## WHAT IS BEING ASKED
Please copy every entry below word for word, leaving out the pictures.

__________

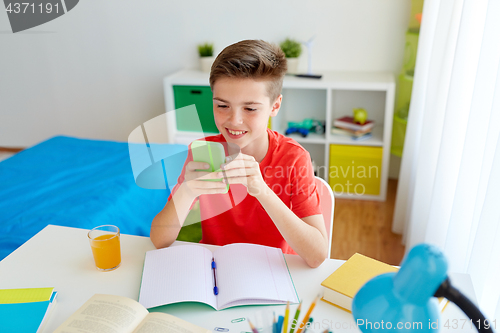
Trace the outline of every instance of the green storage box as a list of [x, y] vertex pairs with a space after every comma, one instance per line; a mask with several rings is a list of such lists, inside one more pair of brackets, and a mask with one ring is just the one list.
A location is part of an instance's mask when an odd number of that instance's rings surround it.
[[[219, 133], [215, 126], [212, 90], [209, 86], [174, 86], [174, 101], [178, 131], [200, 132], [202, 129], [204, 133]], [[196, 105], [201, 129], [189, 114], [182, 114], [178, 110], [192, 104]]]
[[418, 32], [408, 30], [406, 32], [405, 54], [403, 60], [403, 71], [415, 71], [415, 62], [417, 60]]

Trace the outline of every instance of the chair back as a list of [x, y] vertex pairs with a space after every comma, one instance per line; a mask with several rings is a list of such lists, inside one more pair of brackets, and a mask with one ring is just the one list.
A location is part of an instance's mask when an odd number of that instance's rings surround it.
[[332, 251], [332, 235], [333, 235], [333, 210], [335, 208], [335, 197], [330, 185], [322, 178], [315, 177], [316, 188], [320, 198], [321, 211], [325, 219], [325, 228], [328, 235], [328, 257]]

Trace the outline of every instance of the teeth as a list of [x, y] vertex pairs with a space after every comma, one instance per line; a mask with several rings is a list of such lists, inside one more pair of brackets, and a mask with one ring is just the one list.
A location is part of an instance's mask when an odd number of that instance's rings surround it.
[[240, 135], [240, 134], [243, 134], [243, 133], [246, 133], [244, 131], [232, 131], [230, 129], [227, 130], [229, 133], [231, 133], [232, 135]]

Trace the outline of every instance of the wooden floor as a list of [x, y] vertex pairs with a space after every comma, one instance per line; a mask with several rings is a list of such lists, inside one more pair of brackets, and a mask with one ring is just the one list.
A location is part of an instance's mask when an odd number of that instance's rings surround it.
[[391, 265], [401, 263], [401, 235], [391, 232], [396, 188], [397, 180], [389, 179], [385, 202], [335, 198], [331, 258], [348, 259], [358, 252]]
[[[0, 147], [0, 160], [22, 148]], [[391, 232], [397, 180], [389, 179], [387, 200], [335, 199], [333, 218], [333, 259], [349, 259], [358, 252], [391, 265], [399, 265], [404, 255], [401, 236]]]

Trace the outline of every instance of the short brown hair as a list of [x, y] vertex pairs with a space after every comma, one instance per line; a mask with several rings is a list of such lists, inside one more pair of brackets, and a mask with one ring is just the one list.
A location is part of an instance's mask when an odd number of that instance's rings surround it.
[[229, 45], [215, 59], [210, 71], [210, 88], [222, 77], [268, 81], [271, 103], [281, 94], [286, 58], [279, 46], [263, 40], [242, 40]]

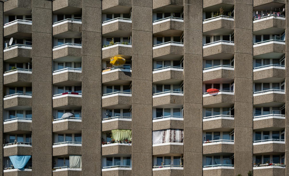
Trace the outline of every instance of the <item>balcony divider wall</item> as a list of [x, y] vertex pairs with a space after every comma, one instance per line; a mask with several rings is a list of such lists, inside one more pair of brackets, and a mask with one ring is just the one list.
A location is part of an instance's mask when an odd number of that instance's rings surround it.
[[235, 3], [235, 175], [253, 170], [253, 3]]

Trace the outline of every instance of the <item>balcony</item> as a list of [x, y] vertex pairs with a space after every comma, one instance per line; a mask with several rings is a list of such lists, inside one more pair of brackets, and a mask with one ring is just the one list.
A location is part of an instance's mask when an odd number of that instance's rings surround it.
[[203, 153], [234, 153], [234, 140], [219, 140], [203, 141]]
[[32, 57], [32, 45], [21, 44], [12, 45], [4, 49], [4, 60], [9, 59], [9, 62], [11, 62], [25, 61]]
[[154, 45], [153, 58], [155, 59], [181, 58], [184, 56], [184, 43], [168, 42]]
[[102, 48], [102, 59], [109, 59], [113, 56], [121, 57], [125, 59], [131, 58], [131, 44], [120, 42], [112, 45], [104, 45]]
[[183, 81], [183, 67], [166, 67], [153, 71], [153, 82], [154, 83], [177, 84]]
[[253, 129], [265, 130], [271, 128], [281, 130], [285, 128], [285, 115], [271, 114], [253, 118]]
[[32, 94], [17, 93], [4, 96], [3, 108], [4, 109], [16, 106], [31, 107]]
[[54, 71], [52, 73], [53, 84], [57, 85], [65, 85], [81, 83], [82, 72], [81, 68], [72, 68]]
[[17, 69], [5, 72], [3, 74], [3, 84], [8, 86], [31, 86], [32, 70]]
[[118, 17], [102, 23], [102, 36], [121, 36], [131, 35], [131, 19]]
[[82, 48], [81, 44], [70, 43], [54, 47], [52, 49], [53, 59], [81, 57]]
[[204, 20], [203, 35], [231, 34], [235, 27], [234, 17], [220, 15]]
[[17, 142], [5, 144], [3, 147], [3, 156], [13, 155], [31, 155], [32, 145], [28, 142]]
[[203, 104], [204, 107], [214, 106], [230, 107], [234, 104], [234, 91], [220, 90], [217, 92], [205, 92], [203, 94]]
[[103, 70], [101, 74], [104, 84], [126, 84], [131, 81], [131, 68], [114, 67]]
[[81, 20], [67, 19], [53, 23], [53, 36], [56, 38], [80, 37], [82, 32]]
[[169, 16], [153, 23], [153, 34], [155, 36], [181, 35], [184, 32], [184, 18]]
[[272, 89], [254, 92], [253, 104], [262, 106], [281, 105], [285, 103], [285, 91]]
[[234, 56], [234, 41], [220, 40], [203, 45], [203, 58], [229, 59]]
[[117, 129], [131, 129], [131, 117], [116, 116], [103, 119], [103, 131]]
[[6, 38], [31, 38], [32, 21], [17, 19], [4, 24], [3, 36]]
[[218, 115], [205, 117], [203, 119], [203, 130], [232, 130], [234, 128], [234, 116]]
[[[102, 107], [125, 108], [131, 105], [131, 93], [118, 91], [103, 95]], [[117, 105], [117, 106], [116, 106]]]
[[66, 142], [53, 144], [52, 156], [65, 155], [78, 155], [82, 153], [81, 142]]
[[65, 92], [54, 95], [52, 97], [53, 108], [70, 109], [79, 108], [82, 106], [81, 93]]
[[271, 39], [254, 43], [253, 45], [254, 58], [278, 58], [285, 53], [285, 41]]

__________

## CORRECT ANSWER
Trace the outline of every instance of the green storage box as a list of [x, y] vertex pairs with a space after every comma, one instance per line; a mask with several rings is a list of such lists, inside one more pair of brackets, and a mask with one ring is just the one list.
A location is part of an instance's mask when an odd number of that instance's rings surround it.
[[[219, 133], [215, 126], [212, 90], [209, 86], [174, 86], [174, 101], [178, 131], [200, 132], [202, 129], [204, 133]], [[196, 105], [201, 129], [189, 114], [182, 114], [178, 110], [192, 104]]]
[[418, 32], [408, 30], [406, 32], [405, 54], [403, 60], [403, 71], [415, 71], [415, 62], [417, 60]]

Trace the outline of every instance of the chair back as a list of [x, y] vertex pairs with a space after every comma, one instance per line; a mask with several rings is a list of such lists, inside one more pair of brackets, and a mask with one ring is just the one list.
A location is part of an instance's mask when an odd number of that instance's rings surround it.
[[332, 251], [332, 235], [333, 235], [333, 210], [335, 208], [335, 197], [330, 185], [322, 178], [315, 177], [316, 188], [320, 198], [321, 211], [325, 219], [325, 228], [328, 235], [328, 257]]

Trace the outline of every instance of the teeth as a list of [x, y] vertex pairs with a space after every comma, one instance per line; a mask with several rings is a list of such lists, inside one more pair of brackets, and a mask with one ring is just the one list.
A location is part of an instance's mask when an odd number of that instance's rings surround it.
[[240, 135], [240, 134], [243, 134], [243, 133], [246, 133], [244, 131], [232, 131], [230, 129], [227, 130], [229, 133], [231, 133], [232, 135]]

Trace the outline of every instance of the wooden floor as a list of [x, y] vertex pairs with a space after every comma, one instance per line; a mask with several rings is a list of such lists, inside one more pair of brackets, and a mask with one ring is just the one list.
A location is part of an instance's mask when an odd number of that instance's rings surround it.
[[391, 265], [401, 263], [401, 235], [391, 232], [396, 188], [397, 180], [389, 179], [385, 202], [335, 198], [331, 258], [348, 259], [358, 252]]
[[[0, 147], [0, 160], [22, 148]], [[391, 232], [397, 180], [389, 179], [387, 200], [335, 199], [333, 218], [333, 259], [349, 259], [358, 252], [391, 265], [399, 265], [404, 255], [401, 236]]]

Trace the outline of every instance of the short brown hair as a list of [x, y] vertex pairs with a space after every comma, one instance per line; a mask with several rings is a list of such lists, inside one more pair of brackets, and a mask with one ring is just the one list.
A location is part of an instance's mask when an odd number of that instance's rings surround it.
[[229, 45], [215, 59], [210, 71], [210, 88], [222, 77], [268, 81], [271, 103], [281, 94], [286, 58], [279, 46], [263, 40], [242, 40]]

Trace the outline of every instance of the <item>balcony divider wall</item> as a list of [x, y] vertex pairs with a space after every comma, one instance per line; a mask with several rings is a list of such lists, inside one more pair of brackets, and a mask with one ring is just the one list.
A location is part of an instance's mask when an odd number of that instance's rings surround it.
[[235, 3], [235, 175], [253, 170], [253, 3]]

Trace the outline of every instance of the <item>balcony</item> as a list of [x, y] vertex pairs with a space after every comma, one instance per line; a mask with several rings is a list of such lists, inside one more pair of brackets, and a mask with one ring is just the one list.
A location is part of an instance's mask when an odd number of that instance's rings surround it.
[[203, 153], [234, 153], [234, 140], [219, 140], [203, 141]]
[[32, 57], [32, 45], [21, 44], [12, 45], [4, 49], [4, 60], [9, 59], [9, 62], [11, 62], [25, 61]]
[[154, 45], [153, 58], [155, 59], [181, 58], [184, 56], [184, 43], [168, 42]]
[[102, 48], [102, 59], [109, 59], [113, 56], [121, 57], [125, 59], [131, 58], [131, 44], [120, 42], [112, 45], [104, 45]]
[[183, 81], [183, 67], [166, 67], [153, 71], [153, 82], [154, 83], [177, 84]]
[[253, 129], [265, 130], [271, 128], [281, 130], [285, 128], [285, 115], [271, 114], [253, 118]]
[[32, 94], [17, 93], [4, 96], [3, 108], [4, 109], [16, 106], [31, 107]]
[[54, 71], [52, 73], [53, 84], [57, 85], [65, 85], [81, 83], [82, 72], [81, 68], [72, 68]]
[[17, 69], [5, 72], [3, 74], [3, 84], [8, 86], [31, 86], [32, 70]]
[[118, 17], [102, 23], [102, 36], [121, 36], [131, 35], [131, 19]]
[[82, 48], [81, 44], [70, 43], [54, 47], [52, 49], [53, 59], [81, 57]]
[[204, 20], [203, 35], [231, 34], [235, 27], [234, 17], [220, 15]]
[[17, 142], [5, 144], [3, 147], [3, 156], [13, 155], [31, 155], [32, 145], [28, 142]]
[[203, 104], [204, 107], [214, 106], [230, 107], [234, 104], [234, 91], [220, 90], [217, 92], [205, 92], [203, 94]]
[[103, 70], [101, 74], [104, 84], [126, 84], [131, 81], [131, 68], [114, 67]]
[[81, 20], [67, 19], [53, 23], [53, 36], [56, 38], [80, 37], [82, 32]]
[[169, 16], [153, 23], [153, 34], [155, 36], [181, 35], [184, 32], [184, 18]]
[[272, 89], [254, 92], [253, 104], [262, 106], [281, 105], [285, 103], [285, 91]]
[[234, 56], [234, 41], [220, 40], [203, 45], [203, 58], [229, 59]]
[[117, 129], [131, 129], [131, 117], [116, 116], [103, 119], [103, 131]]
[[6, 38], [31, 38], [32, 21], [17, 19], [4, 24], [3, 36]]
[[218, 115], [205, 117], [203, 119], [203, 130], [232, 130], [234, 128], [234, 116]]
[[[102, 107], [125, 108], [131, 105], [131, 93], [118, 91], [103, 95]], [[117, 105], [117, 106], [116, 106]]]
[[66, 142], [53, 144], [52, 156], [65, 155], [78, 155], [82, 153], [81, 142]]
[[65, 92], [54, 95], [52, 97], [53, 108], [70, 109], [79, 108], [82, 106], [81, 93]]
[[271, 39], [254, 43], [253, 45], [254, 58], [278, 58], [285, 53], [285, 41]]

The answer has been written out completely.